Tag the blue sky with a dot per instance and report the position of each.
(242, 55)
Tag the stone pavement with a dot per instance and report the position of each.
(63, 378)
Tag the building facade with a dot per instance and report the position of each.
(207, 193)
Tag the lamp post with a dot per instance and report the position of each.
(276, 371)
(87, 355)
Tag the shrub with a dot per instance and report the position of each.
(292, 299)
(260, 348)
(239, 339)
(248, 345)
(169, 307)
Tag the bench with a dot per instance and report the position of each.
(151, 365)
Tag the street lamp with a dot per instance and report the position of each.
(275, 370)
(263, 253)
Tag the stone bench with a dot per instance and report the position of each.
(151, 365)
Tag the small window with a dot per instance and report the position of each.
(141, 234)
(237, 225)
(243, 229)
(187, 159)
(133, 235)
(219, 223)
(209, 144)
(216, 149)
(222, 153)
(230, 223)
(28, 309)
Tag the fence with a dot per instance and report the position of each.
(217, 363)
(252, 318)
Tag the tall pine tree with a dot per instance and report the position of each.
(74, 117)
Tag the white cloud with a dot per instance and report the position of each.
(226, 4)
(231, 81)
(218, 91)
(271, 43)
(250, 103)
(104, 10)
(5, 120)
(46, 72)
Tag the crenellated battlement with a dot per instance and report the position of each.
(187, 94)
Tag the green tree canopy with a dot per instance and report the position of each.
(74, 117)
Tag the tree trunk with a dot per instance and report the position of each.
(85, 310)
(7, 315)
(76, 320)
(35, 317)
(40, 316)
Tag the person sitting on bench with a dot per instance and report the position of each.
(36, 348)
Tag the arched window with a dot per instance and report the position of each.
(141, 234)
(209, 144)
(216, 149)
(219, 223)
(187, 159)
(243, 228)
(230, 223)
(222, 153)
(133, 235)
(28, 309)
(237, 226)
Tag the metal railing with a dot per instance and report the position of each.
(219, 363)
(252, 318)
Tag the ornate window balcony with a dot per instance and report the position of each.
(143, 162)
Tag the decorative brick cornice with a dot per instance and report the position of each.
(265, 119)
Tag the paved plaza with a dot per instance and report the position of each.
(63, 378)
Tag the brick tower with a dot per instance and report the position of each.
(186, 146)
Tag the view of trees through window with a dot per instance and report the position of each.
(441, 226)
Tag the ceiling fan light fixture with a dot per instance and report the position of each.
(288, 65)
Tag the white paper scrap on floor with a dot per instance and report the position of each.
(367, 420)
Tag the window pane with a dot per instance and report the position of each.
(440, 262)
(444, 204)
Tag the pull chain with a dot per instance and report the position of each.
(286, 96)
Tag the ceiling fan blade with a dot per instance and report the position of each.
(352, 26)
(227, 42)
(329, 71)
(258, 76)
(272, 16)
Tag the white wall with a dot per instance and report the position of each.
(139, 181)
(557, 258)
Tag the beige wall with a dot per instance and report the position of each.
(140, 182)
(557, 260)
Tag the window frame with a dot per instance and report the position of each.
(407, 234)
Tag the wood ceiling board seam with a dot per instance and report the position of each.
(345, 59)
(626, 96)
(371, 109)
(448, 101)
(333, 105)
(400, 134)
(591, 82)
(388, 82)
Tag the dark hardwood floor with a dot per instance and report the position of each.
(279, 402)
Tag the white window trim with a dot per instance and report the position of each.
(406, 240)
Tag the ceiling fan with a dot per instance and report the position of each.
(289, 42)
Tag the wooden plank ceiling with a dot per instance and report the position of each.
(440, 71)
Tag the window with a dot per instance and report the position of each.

## Task to complete
The whole listing should be copied verbatim.

## Result of this exercise
Tag the blue sky with a dot per instance and report the position of each.
(242, 55)
Tag the stone pavement with a dot per instance and report the position of each.
(63, 378)
Tag the building facade with a dot per instance and report the position of each.
(207, 193)
Tag the lamp post with a dot per instance and report the position of each.
(276, 371)
(87, 355)
Tag the shrub with a dot per instance and report the position of each.
(292, 299)
(260, 348)
(239, 339)
(248, 345)
(169, 307)
Tag the bench with a dot per instance and report the position of each.
(151, 365)
Tag the street lamp with a dot per instance and report the position of each.
(275, 370)
(263, 253)
Tag the stone bench with a dot per instance and report the position of each.
(151, 365)
Tag the small window with a dot per instance and report the position of each.
(141, 234)
(237, 225)
(243, 229)
(187, 159)
(133, 235)
(219, 223)
(209, 144)
(216, 149)
(222, 153)
(230, 223)
(28, 309)
Tag the fence with a dot per instance and report the position of each.
(217, 363)
(252, 318)
Tag the tall pine tree with a dot per instance and report the position of each.
(74, 117)
Tag the white cloud with a dot per instance and report the position of each.
(226, 4)
(231, 81)
(218, 91)
(271, 43)
(250, 103)
(104, 10)
(5, 120)
(46, 72)
Tag the crenellated battlement with a dot per instance and report the position of each.
(187, 94)
Tag the green tree canopy with a dot per instance and report the position of each.
(74, 117)
Tag the tree trunk with a dot per instance and report the position of each.
(85, 310)
(7, 315)
(76, 320)
(35, 317)
(40, 316)
Tag the person sitting on bench with a dot per instance and report the position of each.
(36, 348)
Tag the arched window with a dot per instance and report the position of each.
(141, 234)
(209, 144)
(216, 149)
(219, 223)
(187, 159)
(243, 228)
(230, 223)
(222, 153)
(133, 235)
(28, 309)
(237, 226)
Tag the metal railing with a dot per instance and report the position of each.
(219, 363)
(252, 318)
Tag the ornate window balcony with a dot per instance and report the position of each.
(143, 162)
Tag the decorative brick cornice with a dot per instance and report the position of each.
(265, 119)
Tag the paved plaza with a dot per instance and report the position of each.
(63, 378)
Tag the brick tower with a dot per instance and report the position of each.
(186, 146)
Tag the view of trees through window with a dot per instance and report the position of each.
(441, 226)
Tag the ceiling fan light fixture with a dot per instance and report the position of each.
(288, 65)
Tag the white paper scrap on floor with a dot per instance and report the position of each.
(367, 420)
Tag the window pane with a dot per instance and report the position of each.
(440, 262)
(444, 204)
Tag the pull chain with a dot per instance and report the position of each.
(286, 96)
Tag the ceiling fan blade with a dot per instance and report the position of each.
(352, 26)
(227, 42)
(329, 71)
(258, 76)
(272, 16)
Tag the white wall with a dot per instance and report the position of each.
(139, 181)
(557, 258)
Tag the beige wall with a dot per instance and report the position of each.
(140, 182)
(557, 260)
Tag the window frame with a dot per instance and report the position of each.
(407, 234)
Tag the wood ceiling board seam with a dot per instance and report the position of each.
(345, 59)
(626, 96)
(371, 109)
(448, 101)
(333, 105)
(400, 134)
(591, 82)
(388, 82)
Tag the dark hardwood floor with a dot per instance and report the position of each.
(279, 402)
Tag the white window trim with a dot per instance and report the position of each.
(406, 240)
Tag the ceiling fan with a dot per instance and report the position of each.
(289, 42)
Tag the wooden plank ceiling with a dot per instance and report the position of each.
(440, 71)
Tag the window with a dot per instance and report the position of each.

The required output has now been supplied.